On 6 Nov 2006, at 16:52, ab_def at prontomail.com wrote:

> Along the same lines, we can define an extended SolveAlways function
> taking a third argument that specifies which parameters to solve for:
>
> mySolveAlways[\$Leq_, \$Lvar_, \$Lpar_ : {}] := Module[
>   {Leq = \$Leq, Lvar = \$Lvar, Lpar = \$Lpar, ans},
>   {Leq, Lvar, Lpar} = If[ListQ@ #, #, {#}]& /@
>     {Leq, Lvar, Lpar};
>   ans = Solve[!Eliminate[!And @@ Leq, Lvar], Lpar];
>   Select[ans, FreeQ[#, Alternatives @@ Lvar]&] /;
> ]
>
> In[2]:= (A^2 + a1*A + b1)*(A^2 + a2*A + b2) /.
>   Last@ mySolveAlways[
>     A^4 + 3 + y^2 == (A^2 + a1*A + b1)*(A^2 + a2*A + b2),
>     A, {a1, b1, a2, b2}]
>
> Out[2]= (A^2 - Sqrt[2]*A*(3 + y^2)^(1/4) + Sqrt[3 + y^2])*(A^2 +
> Sqrt[2]*A*(3 + y^2)^(1/4) + Sqrt[3 + y^2])
>
> Maxim Rytin
> m.r at inbox.ru
>
> dh wrote:
>> Hi,
>>
>> you have to tell Mathematica what form you want.
>>
>> Assume e.g. that we want the form (A^2 + a1 A + a0)(A^2 + b1 A + b0).

------------------------------------------------------------------------

▶ **Set exercise 1**
Translate this sentence from the Mathematica thread into Spanish: "you have to tell Mathematica what form you want."
▶ **Set exercise 2**
Return the passage of the Mathematica thread starting with "On 6 Nov 2006, at" and going on through "a2*A + b2) /.".
The listing after the Mathematica thread has no connection to it.

Stored data:
------------------------------------------------------------------------

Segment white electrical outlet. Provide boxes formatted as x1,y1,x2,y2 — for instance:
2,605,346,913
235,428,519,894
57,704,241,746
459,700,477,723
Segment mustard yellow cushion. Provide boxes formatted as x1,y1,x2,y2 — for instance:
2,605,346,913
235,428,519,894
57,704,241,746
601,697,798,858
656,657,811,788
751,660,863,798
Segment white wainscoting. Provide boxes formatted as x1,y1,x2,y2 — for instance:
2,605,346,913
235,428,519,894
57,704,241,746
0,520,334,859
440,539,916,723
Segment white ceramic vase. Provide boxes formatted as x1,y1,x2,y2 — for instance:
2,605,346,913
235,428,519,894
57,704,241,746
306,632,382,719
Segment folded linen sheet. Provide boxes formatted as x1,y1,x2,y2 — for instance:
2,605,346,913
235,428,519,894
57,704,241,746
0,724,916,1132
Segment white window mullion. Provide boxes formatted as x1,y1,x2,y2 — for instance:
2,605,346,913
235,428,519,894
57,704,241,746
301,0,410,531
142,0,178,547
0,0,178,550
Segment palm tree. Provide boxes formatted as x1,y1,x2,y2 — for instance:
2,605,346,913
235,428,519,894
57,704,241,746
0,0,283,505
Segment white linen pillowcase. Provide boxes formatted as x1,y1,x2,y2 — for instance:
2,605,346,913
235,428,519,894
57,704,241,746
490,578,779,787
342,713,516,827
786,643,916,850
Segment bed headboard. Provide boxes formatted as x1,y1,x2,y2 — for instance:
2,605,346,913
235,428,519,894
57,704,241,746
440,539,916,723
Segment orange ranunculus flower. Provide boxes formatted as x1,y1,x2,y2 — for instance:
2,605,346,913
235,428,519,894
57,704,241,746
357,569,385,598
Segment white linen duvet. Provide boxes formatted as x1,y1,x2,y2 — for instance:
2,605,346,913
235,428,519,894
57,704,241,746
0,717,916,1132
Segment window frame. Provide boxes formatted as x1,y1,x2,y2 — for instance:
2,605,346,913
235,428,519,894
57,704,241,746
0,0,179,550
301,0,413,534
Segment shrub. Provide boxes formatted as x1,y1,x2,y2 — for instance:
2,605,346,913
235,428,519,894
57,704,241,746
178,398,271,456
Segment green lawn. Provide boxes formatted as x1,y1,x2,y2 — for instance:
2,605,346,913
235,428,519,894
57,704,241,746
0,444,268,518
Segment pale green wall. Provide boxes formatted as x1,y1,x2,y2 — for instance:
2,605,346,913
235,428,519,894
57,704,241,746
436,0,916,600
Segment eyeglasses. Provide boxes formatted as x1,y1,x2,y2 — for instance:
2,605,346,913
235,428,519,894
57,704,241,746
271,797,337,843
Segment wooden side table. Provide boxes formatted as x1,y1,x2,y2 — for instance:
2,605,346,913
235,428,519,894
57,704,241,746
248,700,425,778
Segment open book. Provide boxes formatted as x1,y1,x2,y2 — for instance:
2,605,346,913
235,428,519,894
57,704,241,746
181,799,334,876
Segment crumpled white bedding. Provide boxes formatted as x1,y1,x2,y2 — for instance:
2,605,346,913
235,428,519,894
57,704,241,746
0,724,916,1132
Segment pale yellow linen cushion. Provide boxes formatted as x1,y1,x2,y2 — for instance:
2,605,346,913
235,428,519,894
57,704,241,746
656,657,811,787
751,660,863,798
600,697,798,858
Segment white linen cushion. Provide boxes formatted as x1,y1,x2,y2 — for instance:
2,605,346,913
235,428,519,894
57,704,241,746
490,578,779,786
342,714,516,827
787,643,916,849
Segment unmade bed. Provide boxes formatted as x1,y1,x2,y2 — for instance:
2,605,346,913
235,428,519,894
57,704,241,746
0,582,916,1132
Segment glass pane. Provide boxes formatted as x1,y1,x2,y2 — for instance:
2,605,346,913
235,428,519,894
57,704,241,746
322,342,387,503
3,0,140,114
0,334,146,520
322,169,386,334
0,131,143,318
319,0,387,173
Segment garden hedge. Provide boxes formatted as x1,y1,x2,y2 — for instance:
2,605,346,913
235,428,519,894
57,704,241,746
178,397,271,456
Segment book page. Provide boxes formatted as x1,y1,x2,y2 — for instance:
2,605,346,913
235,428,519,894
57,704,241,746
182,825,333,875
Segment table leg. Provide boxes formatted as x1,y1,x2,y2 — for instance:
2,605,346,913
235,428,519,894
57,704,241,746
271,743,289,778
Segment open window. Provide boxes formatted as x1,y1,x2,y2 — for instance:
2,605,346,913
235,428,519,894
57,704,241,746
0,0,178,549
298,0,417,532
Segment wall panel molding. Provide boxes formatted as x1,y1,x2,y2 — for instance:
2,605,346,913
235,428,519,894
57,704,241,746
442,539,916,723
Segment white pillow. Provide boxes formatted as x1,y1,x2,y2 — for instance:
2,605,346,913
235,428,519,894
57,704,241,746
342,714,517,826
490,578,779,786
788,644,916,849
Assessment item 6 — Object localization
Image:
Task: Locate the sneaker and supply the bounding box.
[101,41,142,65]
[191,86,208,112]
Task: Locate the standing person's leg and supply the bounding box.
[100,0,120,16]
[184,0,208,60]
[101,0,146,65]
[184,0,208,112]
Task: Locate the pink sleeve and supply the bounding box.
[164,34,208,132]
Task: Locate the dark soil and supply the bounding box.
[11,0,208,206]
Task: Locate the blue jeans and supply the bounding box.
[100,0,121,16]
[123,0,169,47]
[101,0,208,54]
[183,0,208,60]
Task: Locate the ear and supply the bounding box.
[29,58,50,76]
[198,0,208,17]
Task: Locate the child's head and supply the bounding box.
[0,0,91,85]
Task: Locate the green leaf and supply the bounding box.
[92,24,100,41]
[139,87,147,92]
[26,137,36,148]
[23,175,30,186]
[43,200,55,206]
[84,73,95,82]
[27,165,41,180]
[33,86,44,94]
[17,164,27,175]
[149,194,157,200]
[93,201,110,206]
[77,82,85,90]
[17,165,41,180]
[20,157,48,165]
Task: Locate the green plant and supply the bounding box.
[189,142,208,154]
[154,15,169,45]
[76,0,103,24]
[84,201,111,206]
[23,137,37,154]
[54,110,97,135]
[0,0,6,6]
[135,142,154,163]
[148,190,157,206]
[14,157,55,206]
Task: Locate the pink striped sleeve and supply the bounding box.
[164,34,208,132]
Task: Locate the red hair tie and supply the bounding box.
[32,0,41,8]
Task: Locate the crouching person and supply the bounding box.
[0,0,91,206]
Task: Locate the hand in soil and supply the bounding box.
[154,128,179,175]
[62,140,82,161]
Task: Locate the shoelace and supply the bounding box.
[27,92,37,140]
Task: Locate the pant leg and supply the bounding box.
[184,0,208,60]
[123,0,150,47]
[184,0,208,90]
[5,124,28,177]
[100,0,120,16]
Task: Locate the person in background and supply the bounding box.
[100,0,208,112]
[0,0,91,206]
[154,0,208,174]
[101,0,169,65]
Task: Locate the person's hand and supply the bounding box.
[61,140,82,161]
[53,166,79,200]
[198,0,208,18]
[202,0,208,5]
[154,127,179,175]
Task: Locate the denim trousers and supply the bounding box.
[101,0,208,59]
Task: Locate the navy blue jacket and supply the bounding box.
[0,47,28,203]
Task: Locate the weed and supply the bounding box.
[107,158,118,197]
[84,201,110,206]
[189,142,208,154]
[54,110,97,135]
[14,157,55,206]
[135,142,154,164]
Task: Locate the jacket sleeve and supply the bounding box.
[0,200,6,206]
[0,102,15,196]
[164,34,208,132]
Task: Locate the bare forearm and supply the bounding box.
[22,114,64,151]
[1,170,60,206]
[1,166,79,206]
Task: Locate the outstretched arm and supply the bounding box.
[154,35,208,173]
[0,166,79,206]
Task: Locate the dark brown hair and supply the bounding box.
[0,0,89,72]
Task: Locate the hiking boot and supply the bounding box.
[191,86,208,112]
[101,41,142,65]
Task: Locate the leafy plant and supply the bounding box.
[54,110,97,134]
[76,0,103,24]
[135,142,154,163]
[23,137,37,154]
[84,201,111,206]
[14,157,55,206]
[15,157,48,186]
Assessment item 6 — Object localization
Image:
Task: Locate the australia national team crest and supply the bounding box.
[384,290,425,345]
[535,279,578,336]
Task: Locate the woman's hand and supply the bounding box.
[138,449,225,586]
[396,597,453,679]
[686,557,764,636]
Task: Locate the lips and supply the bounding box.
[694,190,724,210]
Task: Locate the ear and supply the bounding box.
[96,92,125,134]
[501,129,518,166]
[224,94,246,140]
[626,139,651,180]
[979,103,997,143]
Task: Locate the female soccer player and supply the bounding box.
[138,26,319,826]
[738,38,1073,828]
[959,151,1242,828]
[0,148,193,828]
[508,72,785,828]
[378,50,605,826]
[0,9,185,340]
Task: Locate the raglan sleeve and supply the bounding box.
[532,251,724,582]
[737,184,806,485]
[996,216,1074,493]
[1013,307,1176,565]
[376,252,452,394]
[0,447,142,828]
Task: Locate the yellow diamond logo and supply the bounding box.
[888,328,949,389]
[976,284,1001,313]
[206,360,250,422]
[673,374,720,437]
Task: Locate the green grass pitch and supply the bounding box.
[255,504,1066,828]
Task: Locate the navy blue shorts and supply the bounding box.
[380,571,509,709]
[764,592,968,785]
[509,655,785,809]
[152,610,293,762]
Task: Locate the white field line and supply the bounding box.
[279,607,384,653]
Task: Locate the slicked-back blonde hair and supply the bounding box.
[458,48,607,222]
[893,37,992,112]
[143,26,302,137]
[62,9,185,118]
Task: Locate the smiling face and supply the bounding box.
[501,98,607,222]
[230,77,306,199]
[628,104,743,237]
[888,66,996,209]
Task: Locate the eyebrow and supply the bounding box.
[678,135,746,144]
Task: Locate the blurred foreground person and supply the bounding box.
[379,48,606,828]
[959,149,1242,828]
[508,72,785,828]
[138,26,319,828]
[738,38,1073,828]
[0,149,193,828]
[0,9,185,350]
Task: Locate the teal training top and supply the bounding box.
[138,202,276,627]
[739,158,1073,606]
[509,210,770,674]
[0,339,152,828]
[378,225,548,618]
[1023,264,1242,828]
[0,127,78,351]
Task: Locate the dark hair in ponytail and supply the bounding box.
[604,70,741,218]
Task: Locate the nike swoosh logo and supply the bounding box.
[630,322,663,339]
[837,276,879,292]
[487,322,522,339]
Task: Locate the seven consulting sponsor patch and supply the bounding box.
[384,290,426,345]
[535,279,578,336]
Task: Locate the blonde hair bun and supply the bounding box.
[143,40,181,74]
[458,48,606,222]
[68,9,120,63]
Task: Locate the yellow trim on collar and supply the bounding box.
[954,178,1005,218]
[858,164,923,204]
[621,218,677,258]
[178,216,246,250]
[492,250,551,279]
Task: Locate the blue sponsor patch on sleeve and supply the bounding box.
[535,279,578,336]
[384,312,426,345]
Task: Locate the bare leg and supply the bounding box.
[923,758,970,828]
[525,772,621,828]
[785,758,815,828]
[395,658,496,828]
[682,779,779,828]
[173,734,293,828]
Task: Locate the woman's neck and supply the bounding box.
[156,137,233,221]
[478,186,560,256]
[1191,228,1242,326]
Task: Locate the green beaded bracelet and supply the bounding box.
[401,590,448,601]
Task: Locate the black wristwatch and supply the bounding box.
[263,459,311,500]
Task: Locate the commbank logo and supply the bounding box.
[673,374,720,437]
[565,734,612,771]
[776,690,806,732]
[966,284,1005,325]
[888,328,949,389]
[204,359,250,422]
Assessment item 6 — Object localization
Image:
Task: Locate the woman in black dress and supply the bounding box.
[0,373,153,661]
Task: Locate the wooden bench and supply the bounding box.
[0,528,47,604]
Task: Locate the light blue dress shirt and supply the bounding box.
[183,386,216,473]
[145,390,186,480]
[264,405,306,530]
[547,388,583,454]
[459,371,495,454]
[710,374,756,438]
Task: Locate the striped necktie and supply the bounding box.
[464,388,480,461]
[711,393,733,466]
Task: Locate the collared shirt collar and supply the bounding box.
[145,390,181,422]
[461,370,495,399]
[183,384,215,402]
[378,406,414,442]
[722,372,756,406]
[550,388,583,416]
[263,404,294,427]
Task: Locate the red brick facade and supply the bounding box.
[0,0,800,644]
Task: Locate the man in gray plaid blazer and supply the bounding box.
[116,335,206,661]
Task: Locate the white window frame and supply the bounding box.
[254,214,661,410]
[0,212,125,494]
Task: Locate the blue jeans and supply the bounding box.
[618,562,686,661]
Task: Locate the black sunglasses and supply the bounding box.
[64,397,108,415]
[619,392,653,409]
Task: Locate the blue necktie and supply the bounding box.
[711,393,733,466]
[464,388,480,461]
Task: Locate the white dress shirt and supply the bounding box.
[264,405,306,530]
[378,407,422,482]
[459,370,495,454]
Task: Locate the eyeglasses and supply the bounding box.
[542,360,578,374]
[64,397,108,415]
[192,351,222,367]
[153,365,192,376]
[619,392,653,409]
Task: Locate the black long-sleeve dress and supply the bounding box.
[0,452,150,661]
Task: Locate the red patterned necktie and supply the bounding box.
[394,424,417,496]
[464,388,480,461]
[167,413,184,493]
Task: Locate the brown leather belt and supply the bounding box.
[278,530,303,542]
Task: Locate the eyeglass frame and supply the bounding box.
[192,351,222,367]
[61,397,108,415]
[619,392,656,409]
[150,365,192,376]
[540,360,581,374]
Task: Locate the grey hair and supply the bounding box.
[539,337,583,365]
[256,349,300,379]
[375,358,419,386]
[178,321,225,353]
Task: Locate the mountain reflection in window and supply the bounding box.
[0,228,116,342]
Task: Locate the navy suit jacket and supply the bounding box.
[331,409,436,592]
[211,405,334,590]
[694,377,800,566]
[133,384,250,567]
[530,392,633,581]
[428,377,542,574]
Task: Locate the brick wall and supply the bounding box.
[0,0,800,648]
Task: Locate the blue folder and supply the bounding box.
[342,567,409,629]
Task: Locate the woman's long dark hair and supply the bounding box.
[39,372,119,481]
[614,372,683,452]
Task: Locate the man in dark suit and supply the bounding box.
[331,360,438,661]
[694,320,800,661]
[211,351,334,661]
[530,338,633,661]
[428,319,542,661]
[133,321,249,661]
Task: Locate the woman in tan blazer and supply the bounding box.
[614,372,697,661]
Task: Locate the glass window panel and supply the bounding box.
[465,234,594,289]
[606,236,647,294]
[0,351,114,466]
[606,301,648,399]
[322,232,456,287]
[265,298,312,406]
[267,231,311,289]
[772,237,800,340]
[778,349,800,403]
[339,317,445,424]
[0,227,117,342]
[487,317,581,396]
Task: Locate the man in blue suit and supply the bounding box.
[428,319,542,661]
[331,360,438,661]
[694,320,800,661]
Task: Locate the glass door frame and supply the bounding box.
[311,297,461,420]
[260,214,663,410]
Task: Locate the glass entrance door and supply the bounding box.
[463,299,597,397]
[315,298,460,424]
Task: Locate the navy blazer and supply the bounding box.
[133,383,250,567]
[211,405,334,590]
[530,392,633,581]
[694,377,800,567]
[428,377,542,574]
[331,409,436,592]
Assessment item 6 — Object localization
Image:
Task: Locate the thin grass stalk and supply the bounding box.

------------------------------------------------------------------------

▶ **Full solution 1**
Tienes que decirle a Mathematica qué forma quieres.

▶ **Full solution 2**
On 6 Nov 2006, at 16:52, ab_def at prontomail.com wrote:

> Along the same lines, we can define an extended SolveAlways function
> taking a third argument that specifies which parameters to solve for:
>
> mySolveAlways[\$Leq_, \$Lvar_, \$Lpar_ : {}] := Module[
>   {Leq = \$Leq, Lvar = \$Lvar, Lpar = \$Lpar, ans},
>   {Leq, Lvar, Lpar} = If[ListQ@ #, #, {#}]& /@
>     {Leq, Lvar, Lpar};
>   ans = Solve[!Eliminate[!And @@ Leq, Lvar], Lpar];
>   Select[ans, FreeQ[#, Alternatives @@ Lvar]&] /;
> ]
>
> In[2]:= (A^2 + a1*A + b1)*(A^2 + a2*A + b2) /.